[YOUR TASK]
Count how many lines in the items below contain the word "Target", and reply with that number alone.

[MATERIAL FOR THIS EXERCISE]
## Begin

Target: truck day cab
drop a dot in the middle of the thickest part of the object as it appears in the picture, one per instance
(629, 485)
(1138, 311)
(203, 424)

## End
## Begin

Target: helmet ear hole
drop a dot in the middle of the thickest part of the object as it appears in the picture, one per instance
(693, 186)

## End

[THE SOLUTION]
2